RECORDS FOR THIS TASK:
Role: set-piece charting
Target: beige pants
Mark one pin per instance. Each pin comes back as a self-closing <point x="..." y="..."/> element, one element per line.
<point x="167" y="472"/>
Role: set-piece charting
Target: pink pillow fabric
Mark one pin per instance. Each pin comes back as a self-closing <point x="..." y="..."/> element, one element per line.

YOUR GOAL: Print all of the entries exactly as they appear.

SOLUTION TO THIS TASK:
Role: set-piece charting
Target: beige pants
Mark one pin per instance. Each pin comes back as a self-closing <point x="..." y="..."/> element, one element per line.
<point x="167" y="472"/>
Role: set-piece charting
Target: pink pillow fabric
Mark one pin per instance. Each pin comes back as a self-closing <point x="..." y="..."/> element, one element per line.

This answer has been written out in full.